Copy out the lines from the one with "row of houses" to the one with "column 97, row 56", replacing every "instance" with "occurrence" and leaving everything else unchanged.

Raw records start

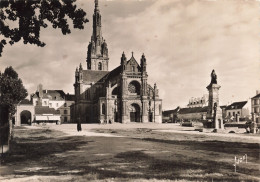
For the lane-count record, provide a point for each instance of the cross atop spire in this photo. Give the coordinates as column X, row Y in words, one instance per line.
column 96, row 5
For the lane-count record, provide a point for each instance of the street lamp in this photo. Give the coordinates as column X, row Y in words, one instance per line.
column 115, row 111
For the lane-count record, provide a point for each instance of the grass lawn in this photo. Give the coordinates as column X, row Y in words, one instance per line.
column 55, row 153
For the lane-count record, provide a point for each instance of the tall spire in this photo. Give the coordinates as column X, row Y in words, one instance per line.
column 97, row 58
column 96, row 5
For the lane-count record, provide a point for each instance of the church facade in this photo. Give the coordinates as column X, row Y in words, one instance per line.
column 122, row 95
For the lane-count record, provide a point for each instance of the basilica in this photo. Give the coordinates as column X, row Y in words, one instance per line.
column 122, row 95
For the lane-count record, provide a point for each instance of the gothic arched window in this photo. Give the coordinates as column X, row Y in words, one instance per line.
column 99, row 66
column 134, row 87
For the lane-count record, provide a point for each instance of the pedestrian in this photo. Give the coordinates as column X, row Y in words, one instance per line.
column 79, row 126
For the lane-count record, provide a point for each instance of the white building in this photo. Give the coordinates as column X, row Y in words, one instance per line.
column 198, row 101
column 56, row 99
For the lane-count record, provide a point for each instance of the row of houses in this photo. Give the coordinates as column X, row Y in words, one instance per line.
column 52, row 106
column 197, row 110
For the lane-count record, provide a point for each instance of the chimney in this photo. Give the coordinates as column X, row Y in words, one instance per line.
column 40, row 90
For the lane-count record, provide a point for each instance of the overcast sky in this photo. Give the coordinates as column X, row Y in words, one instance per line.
column 183, row 40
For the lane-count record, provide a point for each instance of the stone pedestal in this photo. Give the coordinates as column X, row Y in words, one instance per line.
column 214, row 113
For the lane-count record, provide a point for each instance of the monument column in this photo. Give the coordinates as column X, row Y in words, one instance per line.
column 214, row 113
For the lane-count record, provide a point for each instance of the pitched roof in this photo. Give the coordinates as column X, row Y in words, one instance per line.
column 236, row 105
column 54, row 94
column 223, row 107
column 69, row 97
column 25, row 102
column 257, row 96
column 174, row 111
column 93, row 76
column 45, row 110
column 193, row 110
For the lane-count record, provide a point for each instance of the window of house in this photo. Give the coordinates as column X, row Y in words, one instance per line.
column 133, row 69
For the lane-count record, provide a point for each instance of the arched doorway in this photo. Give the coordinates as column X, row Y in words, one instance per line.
column 135, row 113
column 26, row 117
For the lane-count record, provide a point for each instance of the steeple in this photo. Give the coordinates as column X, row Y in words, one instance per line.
column 97, row 56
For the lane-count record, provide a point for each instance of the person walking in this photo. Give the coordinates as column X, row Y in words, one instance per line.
column 79, row 126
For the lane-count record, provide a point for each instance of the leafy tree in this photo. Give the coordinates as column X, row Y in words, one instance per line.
column 11, row 89
column 31, row 15
column 11, row 92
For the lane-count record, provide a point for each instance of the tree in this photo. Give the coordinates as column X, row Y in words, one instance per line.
column 31, row 15
column 11, row 92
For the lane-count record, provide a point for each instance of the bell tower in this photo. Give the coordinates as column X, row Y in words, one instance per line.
column 97, row 55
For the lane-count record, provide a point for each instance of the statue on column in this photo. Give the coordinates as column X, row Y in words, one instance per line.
column 213, row 77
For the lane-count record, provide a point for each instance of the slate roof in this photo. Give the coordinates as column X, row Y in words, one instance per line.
column 257, row 96
column 193, row 110
column 93, row 76
column 58, row 94
column 223, row 107
column 69, row 97
column 25, row 102
column 174, row 111
column 45, row 110
column 236, row 105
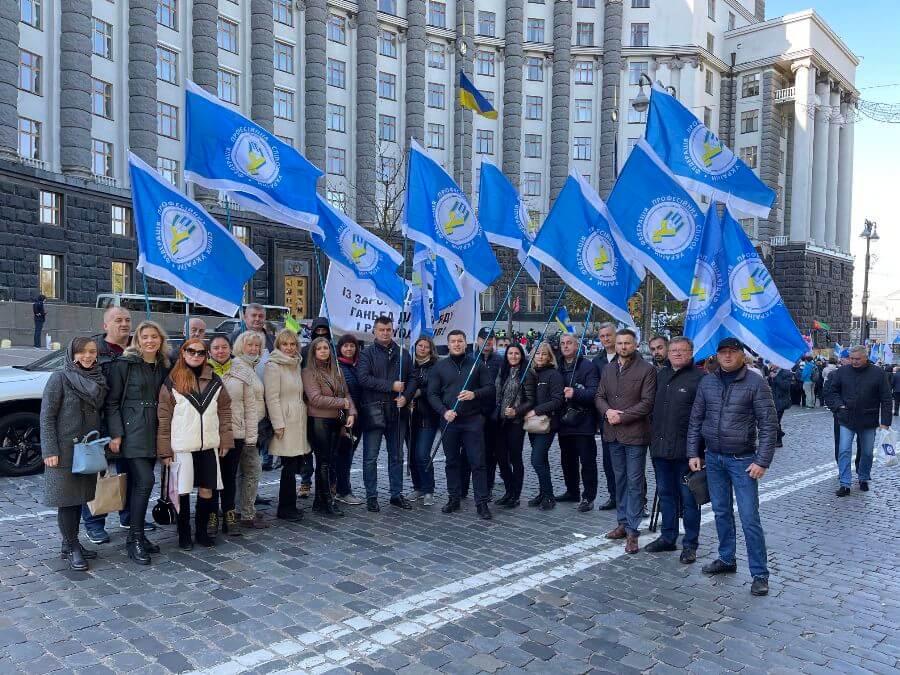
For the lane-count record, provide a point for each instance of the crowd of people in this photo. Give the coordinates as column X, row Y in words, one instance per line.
column 213, row 411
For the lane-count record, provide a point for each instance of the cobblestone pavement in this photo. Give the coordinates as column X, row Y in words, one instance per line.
column 420, row 592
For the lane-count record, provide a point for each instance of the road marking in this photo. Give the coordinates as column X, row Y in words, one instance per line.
column 579, row 556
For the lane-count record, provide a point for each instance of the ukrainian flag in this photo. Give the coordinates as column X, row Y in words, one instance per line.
column 470, row 97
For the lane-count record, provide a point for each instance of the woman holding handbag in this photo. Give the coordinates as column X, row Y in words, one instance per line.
column 541, row 421
column 514, row 400
column 70, row 409
column 194, row 432
column 330, row 411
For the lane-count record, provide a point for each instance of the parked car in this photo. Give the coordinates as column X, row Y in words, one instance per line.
column 21, row 390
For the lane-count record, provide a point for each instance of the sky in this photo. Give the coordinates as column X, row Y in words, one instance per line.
column 871, row 29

Raw records end

**Answer to the problem**.
For the lane-count record, provide a point for each occurrence of the row of houses in this photo. Give the coordinates as column X, row Y in words, one occurrence per line.
column 52, row 106
column 197, row 110
For the lane-count record, provide a point for each occurrence of the chimney in this photo. Give the coordinates as column X, row Y in words, one occurrence per line.
column 40, row 90
For the lane-count record, provide a point for each occurrence of the overcast sky in this photo. Give the coordinates as column X, row Y in words, one occurrence per line.
column 183, row 40
For the lane-count record, provide a point for each occurrence of the stone pedestal in this photo. Give the coordinates as column X, row Y in words, one occurrence per line.
column 214, row 113
For the lane-count record, provide a point for each occurrence of the monument column in this photo. Give the coordinates as column X, row Y in words, one occurrence per line.
column 214, row 113
For the lane-count record, provide a point for each occurrence of the pitched roof in this photo. Give the coordinates as column X, row Y in words, one occurrence per line.
column 236, row 105
column 54, row 94
column 223, row 107
column 69, row 97
column 25, row 102
column 257, row 96
column 174, row 111
column 93, row 76
column 45, row 110
column 193, row 110
For the lane-count record, provide a point for each occurrence of the window of house in this photo. Give the coordinates as column X, row Y in words, one occurrence per line.
column 133, row 69
For the lane-count record, provide a point for each occurrence of the arched doorway in this photo. Give the coordinates as column X, row Y in words, one occurrence per line.
column 135, row 113
column 26, row 117
For the lane-count record, provide a point for each occurrence of the steeple in this photo. Give the coordinates as column X, row Y in words, one occurrence per line.
column 97, row 56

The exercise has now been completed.